Exercise objective
Reproduce the material from the line containing "query (the noun phrase to segment): green" through the end of the material, replacing "instance" with "occurrence" and changing nothing else.

Data supplied
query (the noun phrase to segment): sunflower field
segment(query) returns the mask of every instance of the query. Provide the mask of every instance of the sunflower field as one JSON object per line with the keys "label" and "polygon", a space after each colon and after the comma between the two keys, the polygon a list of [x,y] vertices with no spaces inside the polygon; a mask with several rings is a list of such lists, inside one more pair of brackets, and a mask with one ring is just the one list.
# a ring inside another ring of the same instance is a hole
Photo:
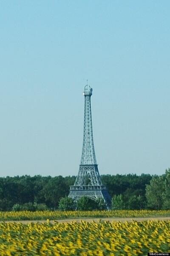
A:
{"label": "sunflower field", "polygon": [[1,256],[133,256],[170,249],[170,221],[1,222]]}
{"label": "sunflower field", "polygon": [[79,218],[135,218],[170,216],[170,210],[114,210],[103,211],[0,211],[0,221],[57,220]]}

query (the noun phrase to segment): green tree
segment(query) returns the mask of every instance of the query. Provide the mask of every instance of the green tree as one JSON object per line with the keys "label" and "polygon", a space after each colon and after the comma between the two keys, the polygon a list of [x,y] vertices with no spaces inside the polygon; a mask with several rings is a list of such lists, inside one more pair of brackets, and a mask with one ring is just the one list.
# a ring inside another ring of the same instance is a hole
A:
{"label": "green tree", "polygon": [[68,190],[64,178],[58,176],[50,179],[44,188],[45,202],[47,205],[54,209],[58,207],[60,199],[68,196]]}
{"label": "green tree", "polygon": [[140,195],[134,195],[128,201],[129,210],[141,210],[145,207],[145,201],[144,197]]}
{"label": "green tree", "polygon": [[66,196],[60,198],[59,203],[59,210],[61,211],[72,211],[75,208],[75,203],[72,198]]}
{"label": "green tree", "polygon": [[102,210],[106,209],[106,203],[103,198],[98,198],[96,201],[96,204],[97,210]]}
{"label": "green tree", "polygon": [[96,208],[96,203],[86,196],[82,196],[77,202],[77,209],[81,211],[92,210]]}
{"label": "green tree", "polygon": [[166,170],[164,182],[164,191],[162,194],[164,209],[170,209],[170,169]]}
{"label": "green tree", "polygon": [[112,198],[111,208],[112,210],[123,210],[125,209],[125,203],[122,195],[114,195]]}
{"label": "green tree", "polygon": [[158,210],[162,208],[163,204],[162,196],[164,192],[164,177],[154,176],[146,185],[146,196],[147,206],[149,208]]}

Full answer
query (the noun phrase to segment): green tree
segment(query) returns the mask of every occurrence of the query. Provide the mask of every occurrence of the green tree as one JSON object per line with the keys "label" and "polygon", a space after each colon and after the comma between the two keys, the polygon a list of [x,y] vertices with no spaces inside the polygon; a mask with several rings is a list of such lists, inside one more pair of brackets, and a mask with one ring is just the one list.
# a ring inside another ring of the same occurrence is a hole
A:
{"label": "green tree", "polygon": [[68,190],[64,178],[58,176],[50,179],[44,188],[45,202],[47,205],[54,209],[58,207],[60,199],[68,196]]}
{"label": "green tree", "polygon": [[140,195],[134,195],[128,201],[129,210],[141,210],[145,207],[145,201],[144,197]]}
{"label": "green tree", "polygon": [[66,196],[60,198],[59,203],[59,210],[61,211],[72,211],[75,208],[75,203],[72,198]]}
{"label": "green tree", "polygon": [[102,210],[106,209],[106,203],[103,198],[98,198],[96,201],[96,204],[97,210]]}
{"label": "green tree", "polygon": [[96,208],[96,203],[86,196],[82,196],[77,202],[77,209],[81,211],[92,210]]}
{"label": "green tree", "polygon": [[166,170],[164,182],[164,191],[162,194],[164,209],[170,209],[170,169]]}
{"label": "green tree", "polygon": [[112,198],[111,208],[112,210],[123,210],[125,209],[125,203],[122,195],[114,195]]}
{"label": "green tree", "polygon": [[158,210],[162,208],[163,204],[162,196],[164,192],[164,177],[154,176],[146,185],[146,196],[147,206],[149,208]]}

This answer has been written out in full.